### ВЫБРАННЫЙ ОТРЫВОК ###

Владимир взял интервью у пожилого хозяина. Тот критиковал американцев за то, что те чересчур сконцентрированы на материальных благах, на себе, любимых, забывая о благе общества. Слушая его, я подумал: возможно, владение заправкой тридцатых годов было для него попыткой вернуть хотя бы частичку той, старой Америки, Америки общих трудностей, усилий и надежд.
Часом позже мы въехали в национальный парк Гранд Каньон.
Люди упорядочивают мир согласно собственному видению. Время и пространство — основа нашего мировосприятия. Для нас, людей, сто лет — это много. Так же как и Окаменевший лес, Гранд Каньон — это испытание для нашего мировосприятия. Более того, для нашей способности что-либо понимать. Гранд Каньон. Его величину невозможно описать. Я не могу представить себе ничего другого, что так полно передает красоту, величие и силу природы, дает представление о времени, скорее о вечности, в которой живет она. Стоя на краю бездны, ты не просто изумлен, ты теряешь дар речи.
Владимир, Иван и еще несколько человек из группы полетели в Каньон на вертолете. Когда они через час вернулись, я спросил их о впечатлениях. У них не было слов, они только улыбались и ошарашенно качали головой.
Мы надеялись взять интервью у рейнджеров и у посетителей Каньона. Но оказалось, для этого необходимо было связаться с администрацией местного национального парка и получить у нее разрешение.
Опыт подсказывает, что, как и любое человеческое изобретение, бюрократия имеет свои плюсы и минусы.
Бюрократический аппарат Америки развивался в благоприятных условиях: здоровое общество, широкодоступное образование, уважение к личности, справедливая оплата труда. Как результат — сегодня открытая коррупция практически не встречается среди американской бюрократии. К примеру, за десятилетия общения с федеральными, региональными и местными чиновниками я ни разу не столкнулся даже с намеком на взяточничество.

###

» **ЗАДАНИЕ A**
У кого, по словам отрывка, нужно было получить разрешение, чтобы взять интервью у рейнджеров и посетителей Каньона?

### ДАННЫЕ ДЛЯ ЗАДАНИЯ ###

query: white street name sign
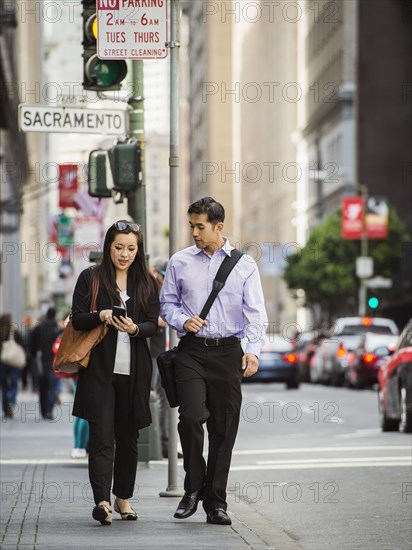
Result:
[19,105,128,136]
[97,0,167,59]
[366,277,393,288]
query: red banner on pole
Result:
[365,197,389,239]
[341,197,364,240]
[59,164,78,209]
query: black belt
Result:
[190,336,240,348]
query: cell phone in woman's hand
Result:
[112,306,126,317]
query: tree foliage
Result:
[284,208,407,320]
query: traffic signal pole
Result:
[160,0,182,497]
[358,184,368,317]
[127,59,147,247]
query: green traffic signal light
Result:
[82,0,127,92]
[368,296,379,309]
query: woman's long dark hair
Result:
[93,220,157,311]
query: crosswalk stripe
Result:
[233,445,411,456]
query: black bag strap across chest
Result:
[199,248,243,319]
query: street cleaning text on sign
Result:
[97,0,167,59]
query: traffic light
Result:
[87,149,113,198]
[87,141,142,198]
[82,0,127,92]
[109,141,142,192]
[368,296,379,309]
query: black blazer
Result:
[72,267,159,429]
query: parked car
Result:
[378,319,412,433]
[310,317,399,386]
[345,332,398,389]
[243,334,299,389]
[293,331,322,382]
[310,334,362,386]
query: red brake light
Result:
[362,317,373,327]
[336,346,347,359]
[52,339,61,355]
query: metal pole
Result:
[359,184,368,317]
[160,0,183,497]
[127,59,147,247]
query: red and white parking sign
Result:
[97,0,168,59]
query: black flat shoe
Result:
[113,498,137,521]
[173,491,201,519]
[92,504,113,525]
[206,508,232,525]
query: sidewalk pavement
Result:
[0,392,301,550]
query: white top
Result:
[113,290,130,375]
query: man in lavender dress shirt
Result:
[160,197,267,525]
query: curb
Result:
[228,497,303,550]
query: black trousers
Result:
[175,339,243,512]
[89,374,139,504]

###

» **ЗАДАНИЕ B**
Выпишите без изменений строки из данных для задания: от самой первой до строки с «[284,208,407,320]», обе включительно. Картинки в ответ не вставляйте.

» **ОТВЕТ A**
У администрации местного национального парка.

» **ОТВЕТ B**
query: white street name sign
Result:
[19,105,128,136]
[97,0,167,59]
[366,277,393,288]
query: red banner on pole
Result:
[365,197,389,239]
[341,197,364,240]
[59,164,78,209]
query: black belt
Result:
[190,336,240,348]
query: cell phone in woman's hand
Result:
[112,306,126,317]
query: tree foliage
Result:
[284,208,407,320]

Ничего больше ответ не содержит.